Nessun legame tra l’uso di talco e tumore alle ovaie
Non vi è nessun legame tra la polvere di talco e il tumore alle ovaie. Lo ha stabilito un ampio studio condotto da scienziati del National Institute of Environmental Health Sciences, che hanno collaborato a stretto contatto con i colleghi del Moffitt Cancer Center and Research Institute di Tampa (Florida), della prestigiosa Harvard TH Chan School of Public Health e di altri istituti statunitensi.
Durante lo studio, commissionato dal governo degli Stati Uniti, i ricercatori hanno analizzato i dati di oltre 250mila donne.
Per decenni, molte donne negli Stati Uniti hanno usato polvere di talco per l’igiene genitale, attraverso l’applicazione diretta o tramite biancheria intima, ma il suo uso è diventato controverso a causa dei rischi di cancro riportati da alcuni studi.
Responsabili del tumore ovarico sono state ritenute le particelle di amianto contenute nella polvere di talco.
___
| Istruzioni di lavoro |
1. Elenca tutti gli istituti chiamati per nome nel testo sul talco.
2. Trascrivi il brano del testo sul talco partendo da "Per decenni, molte" e proseguendo fino a "polvere di talco.".

| Voci salvate |
___
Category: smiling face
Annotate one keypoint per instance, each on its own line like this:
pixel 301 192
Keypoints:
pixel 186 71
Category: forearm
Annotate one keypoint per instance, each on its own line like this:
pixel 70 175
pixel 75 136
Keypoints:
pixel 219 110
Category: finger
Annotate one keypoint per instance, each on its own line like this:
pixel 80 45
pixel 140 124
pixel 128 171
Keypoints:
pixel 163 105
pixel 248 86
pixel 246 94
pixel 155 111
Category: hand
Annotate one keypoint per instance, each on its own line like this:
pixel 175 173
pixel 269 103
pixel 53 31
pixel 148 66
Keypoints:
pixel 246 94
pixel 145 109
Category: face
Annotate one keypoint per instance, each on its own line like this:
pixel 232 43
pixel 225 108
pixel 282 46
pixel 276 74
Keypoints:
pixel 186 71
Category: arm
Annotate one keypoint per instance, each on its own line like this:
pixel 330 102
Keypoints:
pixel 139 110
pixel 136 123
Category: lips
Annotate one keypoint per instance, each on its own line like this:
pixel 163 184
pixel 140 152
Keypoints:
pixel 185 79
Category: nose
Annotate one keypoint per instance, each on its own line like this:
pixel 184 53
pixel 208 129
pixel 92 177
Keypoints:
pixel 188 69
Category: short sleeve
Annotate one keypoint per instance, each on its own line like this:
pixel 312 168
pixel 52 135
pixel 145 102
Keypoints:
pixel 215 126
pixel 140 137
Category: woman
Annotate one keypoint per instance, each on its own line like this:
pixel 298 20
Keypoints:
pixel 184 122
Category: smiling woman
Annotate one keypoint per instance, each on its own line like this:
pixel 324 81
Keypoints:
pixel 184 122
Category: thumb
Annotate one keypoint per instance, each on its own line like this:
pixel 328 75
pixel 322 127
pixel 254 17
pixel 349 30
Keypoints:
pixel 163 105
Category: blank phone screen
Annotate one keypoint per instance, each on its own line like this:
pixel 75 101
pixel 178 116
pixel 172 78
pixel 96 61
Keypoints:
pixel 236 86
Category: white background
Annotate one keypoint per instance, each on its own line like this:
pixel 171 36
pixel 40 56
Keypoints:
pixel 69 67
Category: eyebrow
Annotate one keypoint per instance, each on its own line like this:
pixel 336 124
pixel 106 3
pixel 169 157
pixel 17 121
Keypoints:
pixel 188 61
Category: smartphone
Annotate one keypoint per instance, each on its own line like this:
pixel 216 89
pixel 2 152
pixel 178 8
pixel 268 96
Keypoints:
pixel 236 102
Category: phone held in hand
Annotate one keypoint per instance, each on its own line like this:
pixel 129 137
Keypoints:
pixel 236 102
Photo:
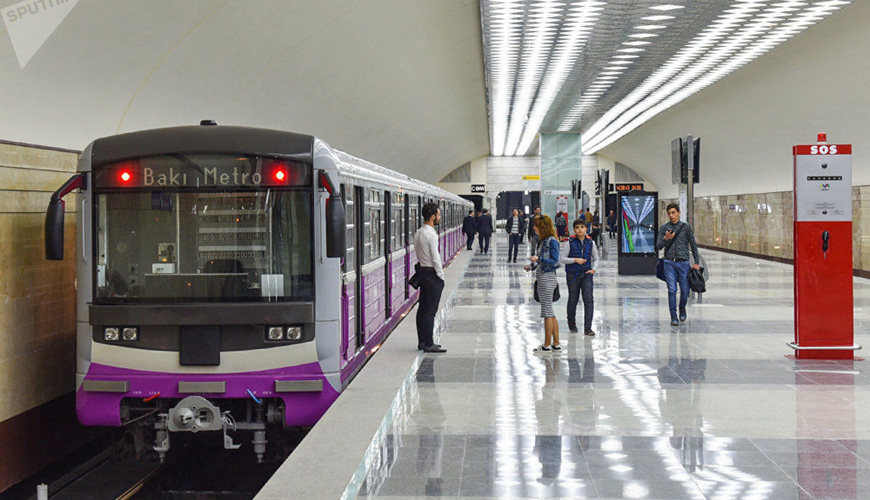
___
| Risposte ai compiti |
1.
National Institute of Environmental Health Sciences
Moffitt Cancer Center and Research Institute
Harvard TH Chan School of Public Health

2.
Per decenni, molte donne negli Stati Uniti hanno usato polvere di talco per l’igiene genitale, attraverso l’applicazione diretta o tramite biancheria intima, ma il suo uso è diventato controverso a causa dei rischi di cancro riportati da alcuni studi.
Responsabili del tumore ovarico sono state ritenute le particelle di amianto contenute nella polvere di talco.